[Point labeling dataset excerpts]
==================================================
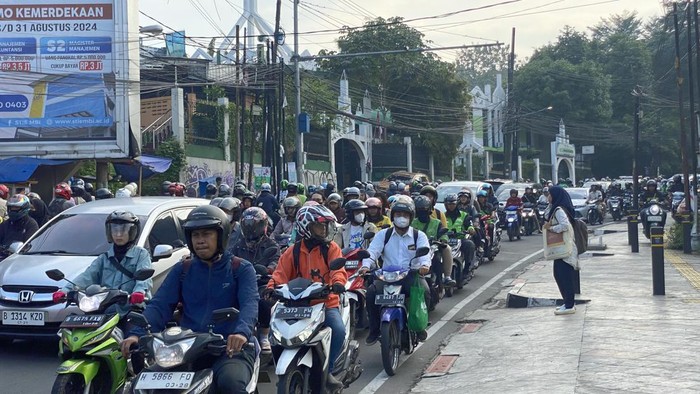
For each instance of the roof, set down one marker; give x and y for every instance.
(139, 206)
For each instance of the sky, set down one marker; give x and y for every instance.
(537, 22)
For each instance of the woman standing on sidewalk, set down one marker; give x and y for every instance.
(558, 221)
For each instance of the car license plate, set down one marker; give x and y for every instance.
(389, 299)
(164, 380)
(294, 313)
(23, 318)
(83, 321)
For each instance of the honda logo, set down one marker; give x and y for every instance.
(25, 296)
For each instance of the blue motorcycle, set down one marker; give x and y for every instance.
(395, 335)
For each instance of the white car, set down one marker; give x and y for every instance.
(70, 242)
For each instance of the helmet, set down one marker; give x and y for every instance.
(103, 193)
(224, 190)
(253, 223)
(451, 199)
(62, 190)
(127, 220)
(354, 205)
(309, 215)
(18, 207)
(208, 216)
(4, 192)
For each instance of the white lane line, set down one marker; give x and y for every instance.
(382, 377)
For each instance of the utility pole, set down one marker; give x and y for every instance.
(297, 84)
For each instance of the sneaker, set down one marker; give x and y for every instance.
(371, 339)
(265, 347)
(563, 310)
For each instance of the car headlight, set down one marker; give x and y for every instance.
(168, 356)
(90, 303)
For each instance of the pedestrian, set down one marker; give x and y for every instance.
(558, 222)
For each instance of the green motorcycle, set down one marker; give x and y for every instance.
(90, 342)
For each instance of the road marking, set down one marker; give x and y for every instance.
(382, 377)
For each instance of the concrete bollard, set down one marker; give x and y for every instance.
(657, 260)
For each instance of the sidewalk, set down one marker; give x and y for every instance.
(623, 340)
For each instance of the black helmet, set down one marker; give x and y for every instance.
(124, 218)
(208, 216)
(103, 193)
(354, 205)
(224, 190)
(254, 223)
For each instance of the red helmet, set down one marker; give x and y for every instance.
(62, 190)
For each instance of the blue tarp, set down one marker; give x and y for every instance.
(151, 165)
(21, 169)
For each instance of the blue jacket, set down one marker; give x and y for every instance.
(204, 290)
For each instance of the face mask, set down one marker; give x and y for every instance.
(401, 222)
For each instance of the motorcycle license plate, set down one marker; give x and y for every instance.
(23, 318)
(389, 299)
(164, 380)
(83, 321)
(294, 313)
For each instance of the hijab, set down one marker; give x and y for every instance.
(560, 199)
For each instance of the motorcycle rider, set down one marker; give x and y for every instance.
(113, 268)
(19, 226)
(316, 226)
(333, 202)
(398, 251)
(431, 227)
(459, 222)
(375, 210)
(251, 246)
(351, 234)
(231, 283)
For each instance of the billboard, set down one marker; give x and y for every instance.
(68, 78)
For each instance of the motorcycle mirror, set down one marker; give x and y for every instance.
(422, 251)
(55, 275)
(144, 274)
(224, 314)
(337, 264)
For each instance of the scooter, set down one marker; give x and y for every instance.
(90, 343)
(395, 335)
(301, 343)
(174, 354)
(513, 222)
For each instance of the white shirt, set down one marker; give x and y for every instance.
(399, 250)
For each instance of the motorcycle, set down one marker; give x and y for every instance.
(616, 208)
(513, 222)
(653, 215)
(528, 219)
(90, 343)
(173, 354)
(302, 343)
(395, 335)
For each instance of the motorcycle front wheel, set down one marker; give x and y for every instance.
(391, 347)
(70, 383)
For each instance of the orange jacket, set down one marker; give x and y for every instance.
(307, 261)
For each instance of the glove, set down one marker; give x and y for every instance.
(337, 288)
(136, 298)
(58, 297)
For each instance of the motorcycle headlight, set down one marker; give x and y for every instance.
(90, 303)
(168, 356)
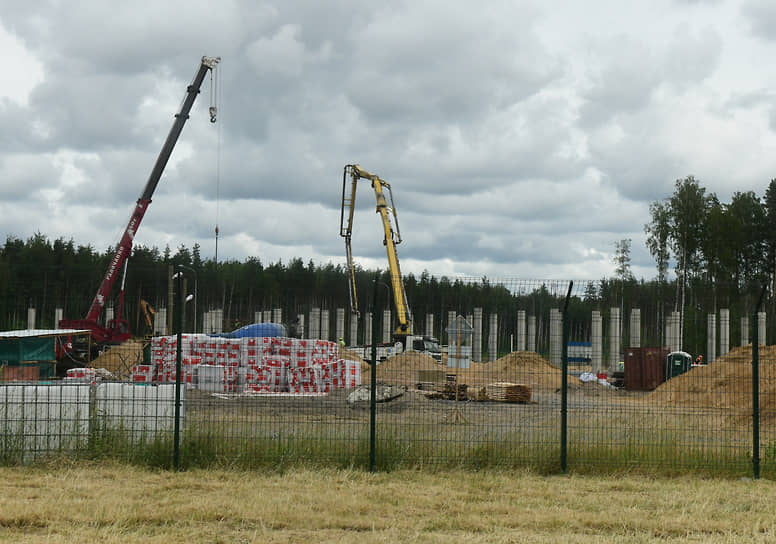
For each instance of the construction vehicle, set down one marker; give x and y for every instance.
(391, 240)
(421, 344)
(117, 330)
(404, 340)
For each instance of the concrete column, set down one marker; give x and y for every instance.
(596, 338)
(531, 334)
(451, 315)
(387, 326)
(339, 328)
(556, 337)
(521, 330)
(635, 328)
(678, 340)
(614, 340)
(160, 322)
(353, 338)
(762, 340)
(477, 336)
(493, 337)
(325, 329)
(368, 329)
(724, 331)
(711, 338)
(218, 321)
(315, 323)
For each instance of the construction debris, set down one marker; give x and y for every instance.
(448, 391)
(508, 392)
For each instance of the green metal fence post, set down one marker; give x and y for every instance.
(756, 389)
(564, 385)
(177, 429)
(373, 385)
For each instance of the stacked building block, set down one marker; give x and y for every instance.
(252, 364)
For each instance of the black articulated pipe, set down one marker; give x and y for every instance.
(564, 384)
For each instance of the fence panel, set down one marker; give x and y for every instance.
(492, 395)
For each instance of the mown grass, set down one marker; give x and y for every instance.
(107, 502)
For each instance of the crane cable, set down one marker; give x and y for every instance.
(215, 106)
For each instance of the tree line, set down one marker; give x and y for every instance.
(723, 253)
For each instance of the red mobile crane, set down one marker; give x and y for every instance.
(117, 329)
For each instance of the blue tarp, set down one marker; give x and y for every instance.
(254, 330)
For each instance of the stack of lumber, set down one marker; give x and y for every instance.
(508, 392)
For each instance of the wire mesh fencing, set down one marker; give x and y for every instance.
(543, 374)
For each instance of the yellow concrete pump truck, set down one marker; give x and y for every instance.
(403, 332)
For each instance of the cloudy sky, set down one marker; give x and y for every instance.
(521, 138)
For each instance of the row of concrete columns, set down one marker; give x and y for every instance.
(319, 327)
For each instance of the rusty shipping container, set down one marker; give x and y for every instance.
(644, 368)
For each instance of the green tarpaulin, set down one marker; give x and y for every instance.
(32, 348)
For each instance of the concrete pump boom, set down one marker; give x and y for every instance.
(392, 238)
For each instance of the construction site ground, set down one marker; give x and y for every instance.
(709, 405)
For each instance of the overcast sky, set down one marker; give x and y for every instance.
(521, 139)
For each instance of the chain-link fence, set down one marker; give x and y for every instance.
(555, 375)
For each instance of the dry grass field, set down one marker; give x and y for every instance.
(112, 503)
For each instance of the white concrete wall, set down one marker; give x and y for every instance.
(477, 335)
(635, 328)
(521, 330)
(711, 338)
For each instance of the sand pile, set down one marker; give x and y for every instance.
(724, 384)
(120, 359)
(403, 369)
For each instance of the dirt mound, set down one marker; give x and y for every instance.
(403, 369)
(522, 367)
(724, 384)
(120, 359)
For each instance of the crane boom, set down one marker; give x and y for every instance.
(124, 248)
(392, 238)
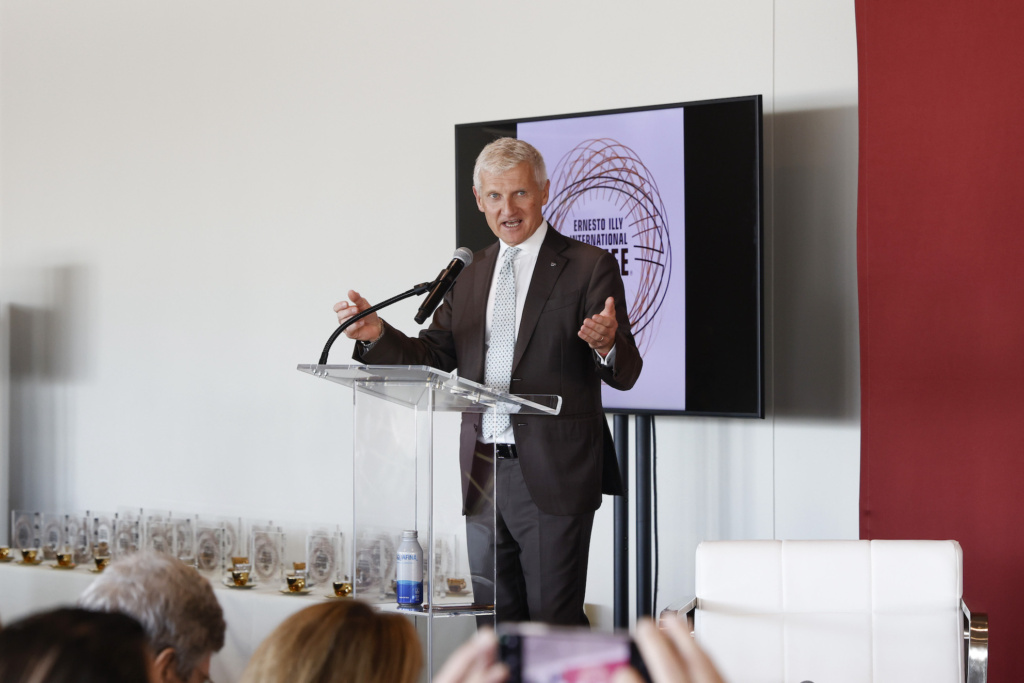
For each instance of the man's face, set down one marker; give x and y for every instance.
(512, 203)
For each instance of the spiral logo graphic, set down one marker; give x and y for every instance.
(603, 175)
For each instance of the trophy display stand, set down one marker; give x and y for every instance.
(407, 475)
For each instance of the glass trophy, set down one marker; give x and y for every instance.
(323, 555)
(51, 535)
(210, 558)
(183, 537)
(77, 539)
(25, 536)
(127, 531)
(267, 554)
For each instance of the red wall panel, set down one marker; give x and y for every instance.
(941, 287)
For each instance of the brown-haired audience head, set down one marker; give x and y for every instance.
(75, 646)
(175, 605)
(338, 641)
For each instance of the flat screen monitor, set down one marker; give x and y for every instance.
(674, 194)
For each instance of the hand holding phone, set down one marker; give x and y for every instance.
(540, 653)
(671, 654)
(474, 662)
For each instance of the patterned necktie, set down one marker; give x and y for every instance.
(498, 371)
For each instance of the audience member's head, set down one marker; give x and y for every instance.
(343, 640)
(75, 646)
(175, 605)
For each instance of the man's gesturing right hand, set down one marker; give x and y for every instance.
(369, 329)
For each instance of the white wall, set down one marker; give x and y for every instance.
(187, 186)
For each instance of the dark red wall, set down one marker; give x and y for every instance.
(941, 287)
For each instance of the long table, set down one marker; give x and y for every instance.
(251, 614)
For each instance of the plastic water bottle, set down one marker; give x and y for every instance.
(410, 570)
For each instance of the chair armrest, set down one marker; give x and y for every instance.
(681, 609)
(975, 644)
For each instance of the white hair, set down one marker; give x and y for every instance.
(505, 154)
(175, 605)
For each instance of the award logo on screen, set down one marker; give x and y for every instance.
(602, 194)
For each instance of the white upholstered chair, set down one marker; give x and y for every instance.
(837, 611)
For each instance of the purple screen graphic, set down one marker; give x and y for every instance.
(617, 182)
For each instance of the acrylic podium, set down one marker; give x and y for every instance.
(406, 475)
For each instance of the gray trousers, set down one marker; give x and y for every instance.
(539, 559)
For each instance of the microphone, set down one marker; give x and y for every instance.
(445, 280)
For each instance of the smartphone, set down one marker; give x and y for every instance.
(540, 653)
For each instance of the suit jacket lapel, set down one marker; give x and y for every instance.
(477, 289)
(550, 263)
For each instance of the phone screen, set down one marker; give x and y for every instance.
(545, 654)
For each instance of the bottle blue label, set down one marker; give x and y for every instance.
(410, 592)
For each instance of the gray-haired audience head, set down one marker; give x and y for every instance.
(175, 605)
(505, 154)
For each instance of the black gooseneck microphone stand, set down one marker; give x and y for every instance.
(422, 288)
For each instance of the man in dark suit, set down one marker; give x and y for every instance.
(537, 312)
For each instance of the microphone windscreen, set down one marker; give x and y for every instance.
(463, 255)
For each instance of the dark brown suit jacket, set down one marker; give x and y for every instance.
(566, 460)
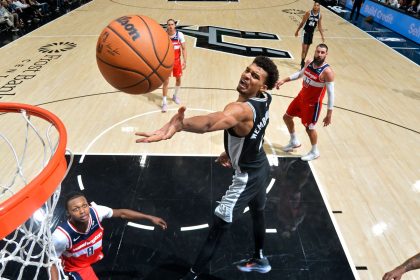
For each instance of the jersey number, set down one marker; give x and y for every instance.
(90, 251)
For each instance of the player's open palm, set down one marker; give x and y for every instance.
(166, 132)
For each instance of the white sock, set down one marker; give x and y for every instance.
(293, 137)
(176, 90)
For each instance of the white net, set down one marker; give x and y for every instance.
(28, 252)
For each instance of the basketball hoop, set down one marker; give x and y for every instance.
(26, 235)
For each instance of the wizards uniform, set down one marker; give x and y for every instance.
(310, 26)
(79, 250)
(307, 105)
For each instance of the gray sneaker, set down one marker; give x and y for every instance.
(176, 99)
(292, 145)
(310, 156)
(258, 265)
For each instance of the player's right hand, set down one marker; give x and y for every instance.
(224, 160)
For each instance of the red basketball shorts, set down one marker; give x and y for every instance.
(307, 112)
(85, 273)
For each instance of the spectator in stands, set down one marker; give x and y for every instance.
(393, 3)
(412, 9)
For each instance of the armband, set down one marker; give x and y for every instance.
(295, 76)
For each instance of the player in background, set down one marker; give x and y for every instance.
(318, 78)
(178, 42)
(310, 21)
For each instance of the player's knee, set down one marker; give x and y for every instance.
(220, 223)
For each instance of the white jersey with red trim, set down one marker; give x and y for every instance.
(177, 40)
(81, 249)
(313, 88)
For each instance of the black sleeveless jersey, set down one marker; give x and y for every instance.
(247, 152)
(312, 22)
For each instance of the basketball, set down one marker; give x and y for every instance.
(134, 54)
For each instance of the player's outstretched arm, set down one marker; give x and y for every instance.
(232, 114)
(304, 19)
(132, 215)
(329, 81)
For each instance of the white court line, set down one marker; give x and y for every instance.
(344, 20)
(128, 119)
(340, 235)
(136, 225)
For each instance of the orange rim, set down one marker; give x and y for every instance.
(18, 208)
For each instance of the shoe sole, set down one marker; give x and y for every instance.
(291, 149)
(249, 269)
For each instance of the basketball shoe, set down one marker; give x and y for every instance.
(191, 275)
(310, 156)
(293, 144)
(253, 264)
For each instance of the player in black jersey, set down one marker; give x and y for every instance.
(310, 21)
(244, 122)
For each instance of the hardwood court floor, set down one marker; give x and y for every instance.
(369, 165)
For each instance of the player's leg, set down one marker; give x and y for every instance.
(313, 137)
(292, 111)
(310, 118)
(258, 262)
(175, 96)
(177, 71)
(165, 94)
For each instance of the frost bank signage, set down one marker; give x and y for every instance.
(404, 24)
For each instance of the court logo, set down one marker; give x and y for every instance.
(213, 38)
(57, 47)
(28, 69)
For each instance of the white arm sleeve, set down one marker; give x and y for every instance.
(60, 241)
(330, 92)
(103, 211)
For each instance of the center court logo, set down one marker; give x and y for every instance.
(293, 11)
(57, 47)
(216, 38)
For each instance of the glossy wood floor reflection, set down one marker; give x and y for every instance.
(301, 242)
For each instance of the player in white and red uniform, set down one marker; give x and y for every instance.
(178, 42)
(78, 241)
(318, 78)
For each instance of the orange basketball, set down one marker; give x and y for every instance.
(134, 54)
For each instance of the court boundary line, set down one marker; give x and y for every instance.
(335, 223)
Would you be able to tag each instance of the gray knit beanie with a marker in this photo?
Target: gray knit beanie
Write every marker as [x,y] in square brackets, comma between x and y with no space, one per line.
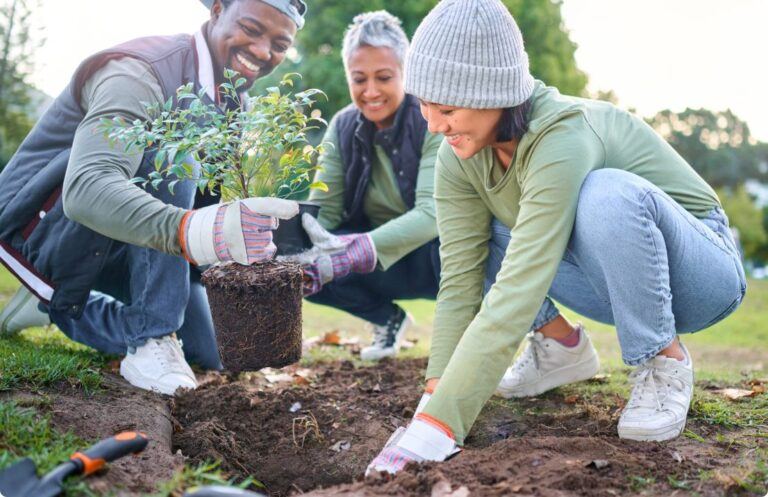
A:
==================================================
## EXERCISE AIM
Leave the pictures out. Extract exactly the lines running from the one with "For each instance of the player in black" through the last entry, both ends included.

## ANSWER
For each instance of the player in black jersey, set down one marker; give x and y for every instance.
(310, 21)
(244, 122)
For each instance of the hardwood court floor, set down one marker; give x and y for every instance.
(369, 165)
For each instance of the player's leg, set down one marker; give x and y for every instance.
(313, 137)
(292, 111)
(310, 118)
(258, 262)
(175, 96)
(177, 71)
(165, 94)
For each instance of the frost bank signage, set down one marker; give x and y for every instance.
(404, 24)
For each instance of the court logo, set down one marker; give x and y for every instance.
(213, 38)
(57, 47)
(28, 69)
For each instance of the white arm sleeve, set down one marker; give x and y for every instance.
(60, 241)
(330, 92)
(103, 211)
For each instance of the center court logo, set down one marker; give x and y for every instance.
(293, 11)
(57, 47)
(216, 38)
For each instance of the glossy wood floor reflection, set down one marker; give x and y for every instance.
(301, 242)
For each instance of the player in white and red uniform, set down one marker; give x and y for every instance.
(178, 42)
(78, 241)
(318, 78)
For each instance of the orange basketball, set down one marker; give x and y for every instance.
(134, 54)
For each instance of the court boundary line, set down one marker; give x and y for every instance.
(335, 223)
Would you be able to tag each instance of the gray knit beanie with a marker in this photo?
Target: gray knit beanie
Write every marker as [x,y] in square brackets, comma between x and y with no space, one per line.
A:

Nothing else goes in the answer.